▸ **Task prompt**
Transcribe all of the records, leaving out any pictures.

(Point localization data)
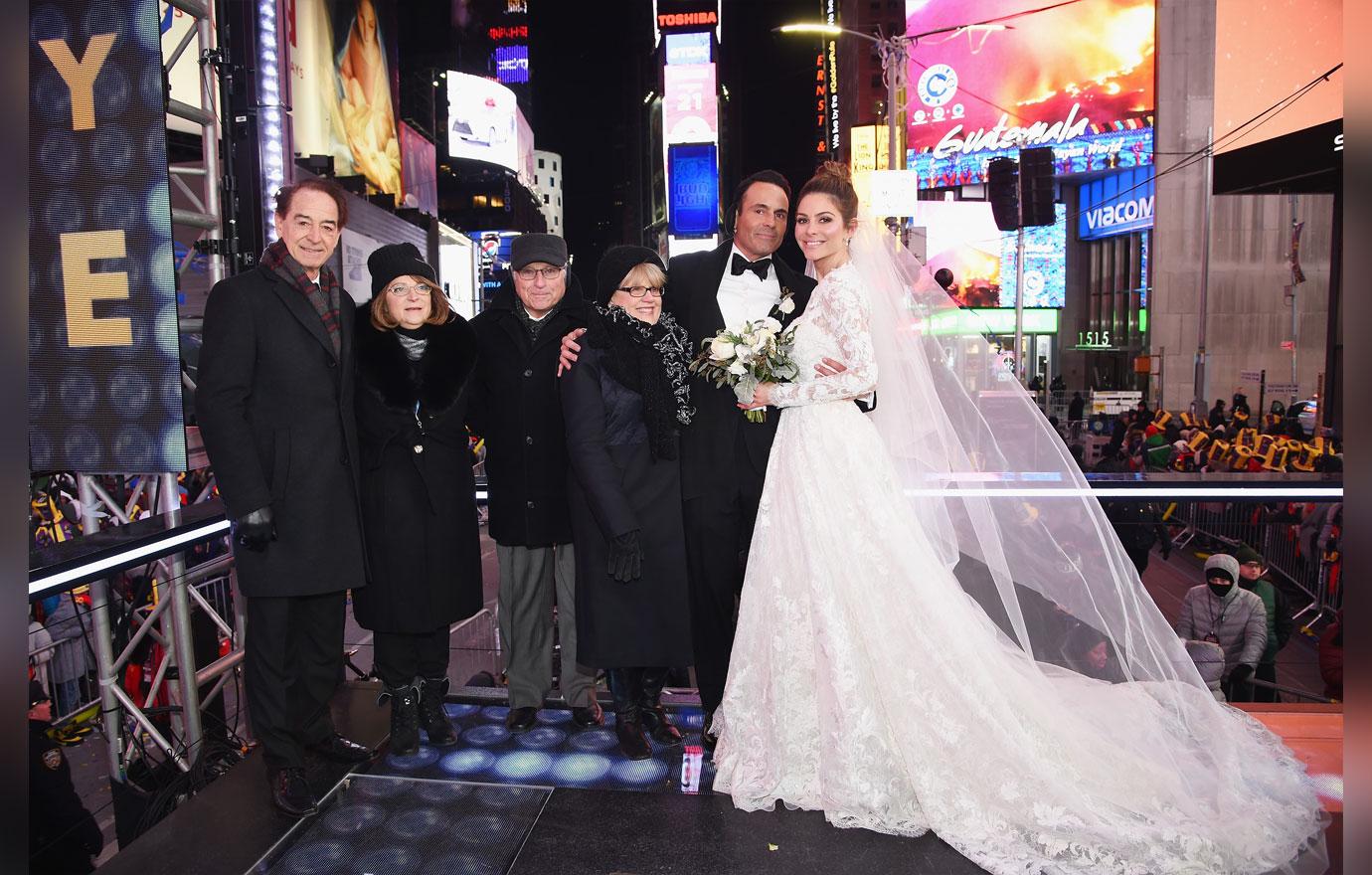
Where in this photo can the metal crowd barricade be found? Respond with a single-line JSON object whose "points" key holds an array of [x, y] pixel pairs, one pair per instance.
{"points": [[1271, 531]]}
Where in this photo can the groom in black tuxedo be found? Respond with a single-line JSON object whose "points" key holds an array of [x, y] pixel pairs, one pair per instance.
{"points": [[723, 454]]}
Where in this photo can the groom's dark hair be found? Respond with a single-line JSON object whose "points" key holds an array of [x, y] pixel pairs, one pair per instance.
{"points": [[762, 176]]}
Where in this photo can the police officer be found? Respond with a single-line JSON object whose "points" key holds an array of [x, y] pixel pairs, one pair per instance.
{"points": [[62, 832]]}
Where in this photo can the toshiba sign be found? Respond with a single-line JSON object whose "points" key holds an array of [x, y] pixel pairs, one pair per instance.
{"points": [[686, 20]]}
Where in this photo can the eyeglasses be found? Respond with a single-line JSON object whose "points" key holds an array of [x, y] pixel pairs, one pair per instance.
{"points": [[403, 291], [531, 273]]}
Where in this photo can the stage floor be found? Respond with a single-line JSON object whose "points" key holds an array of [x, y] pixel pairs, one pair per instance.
{"points": [[562, 799]]}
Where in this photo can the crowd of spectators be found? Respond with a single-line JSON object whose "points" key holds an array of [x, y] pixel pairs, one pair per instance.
{"points": [[1230, 440]]}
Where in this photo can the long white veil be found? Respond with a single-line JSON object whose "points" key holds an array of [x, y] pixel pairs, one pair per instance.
{"points": [[993, 485]]}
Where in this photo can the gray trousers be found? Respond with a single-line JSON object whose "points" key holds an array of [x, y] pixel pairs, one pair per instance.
{"points": [[528, 577]]}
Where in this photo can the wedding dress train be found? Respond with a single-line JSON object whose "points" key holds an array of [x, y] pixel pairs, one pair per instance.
{"points": [[867, 683]]}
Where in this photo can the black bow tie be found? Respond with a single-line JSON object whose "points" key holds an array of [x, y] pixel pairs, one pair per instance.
{"points": [[741, 263]]}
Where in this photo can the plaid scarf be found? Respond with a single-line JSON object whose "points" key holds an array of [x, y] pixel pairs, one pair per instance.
{"points": [[324, 295]]}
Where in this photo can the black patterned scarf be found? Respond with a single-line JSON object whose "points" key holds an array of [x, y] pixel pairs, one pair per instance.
{"points": [[649, 360], [277, 260]]}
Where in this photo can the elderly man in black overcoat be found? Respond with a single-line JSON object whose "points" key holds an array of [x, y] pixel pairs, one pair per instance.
{"points": [[274, 406], [515, 406]]}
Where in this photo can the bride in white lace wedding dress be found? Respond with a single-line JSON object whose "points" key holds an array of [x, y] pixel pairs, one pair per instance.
{"points": [[869, 683]]}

▸ **Output**
Where in this photo can the metal crowd barricade be found? Respond with a single-line JSON object whose "points" key holds an array of [x, y] pixel pairs, one pair per instance.
{"points": [[1271, 531]]}
Where in this photo can the groom in black tuxedo be found? Respond with a single-line JSON object whose "points" key holds an array of [x, y] pixel pairs, one pair per instance.
{"points": [[723, 454]]}
Where in this photo can the groom's dark hair be found? Respond with a single-line JSON object whose "points" key holds an array of [x, y] pixel pairs, one pair per instance.
{"points": [[762, 176]]}
Where in this photo can the police officer be found? Respond with a single-line JSON object whose "points" key holds an array of [x, y] pixel pairs, one pair per instance.
{"points": [[62, 832]]}
Where in this photo can the toshiba sign be found? Respond with a single-line JSON object whose "points" key holds an array of [x, y] pixel pairs, one pair per instance.
{"points": [[686, 20]]}
Where in this photo can the eyeglasses be found? Respond with a single-line JSON object whose "points" key holds an array of [x, y] pixel pairs, one pair per instance.
{"points": [[403, 291], [531, 273]]}
Where in this photo can the stage floor be found? Respond with a single-line JSON object whose "points" key holds an array of [x, y] pixel pairs, one pair per instance.
{"points": [[562, 799]]}
Where in this photo can the crowd of spectators be found? Respond with a single-line JSON object whose "points" key holds an array of [x, y] pixel pairs, one pair per instance.
{"points": [[1230, 440]]}
Where in this photo can the long white veil be found? Respond with a single-line JSON object whose "points" key holds an array of [x, y] pixel pairs, one pair per instance.
{"points": [[993, 485]]}
Where in this photo can the gray trousers be found? Respond with a single-line JSON object whose "points" key holds an array of [x, y] pixel pairs, one pair per instance.
{"points": [[528, 577]]}
Where in this photo can the wedding dress train be found? Respond with a single-line JSON object whose "points" key holds an array of [x, y] pixel pairs, one pair per instance.
{"points": [[867, 683]]}
Where in this photo can the black bow tie be found? Respond with a single-line JSON object whose "points" key holds an array of [x, y] pixel pairs, one pair per instance.
{"points": [[741, 263]]}
Where in this photo can the plaid scarf be found? Respond with a single-line JSON object whose "points" key holds an array of [x, y] pixel pairs, one pair per instance.
{"points": [[324, 295]]}
Where in this photo can the black patterned scarf be found? Respond with a single-line JSON object whose "points" key holds an array of [x, y] pixel pairs, one pair per instance.
{"points": [[649, 360], [277, 260]]}
Where in this photo can the elderly man in black overcoat be found? Respond with a single-line JSON object whose "points" key holds an array of [x, y] pixel pairs, one pair per instance.
{"points": [[274, 406], [515, 406]]}
Where in this photo can the bride in white lace wedding dress be found? Respond with a single-line JSON object whose "points" key holds an array of [x, y] pixel pairs, one pair per instance.
{"points": [[869, 683]]}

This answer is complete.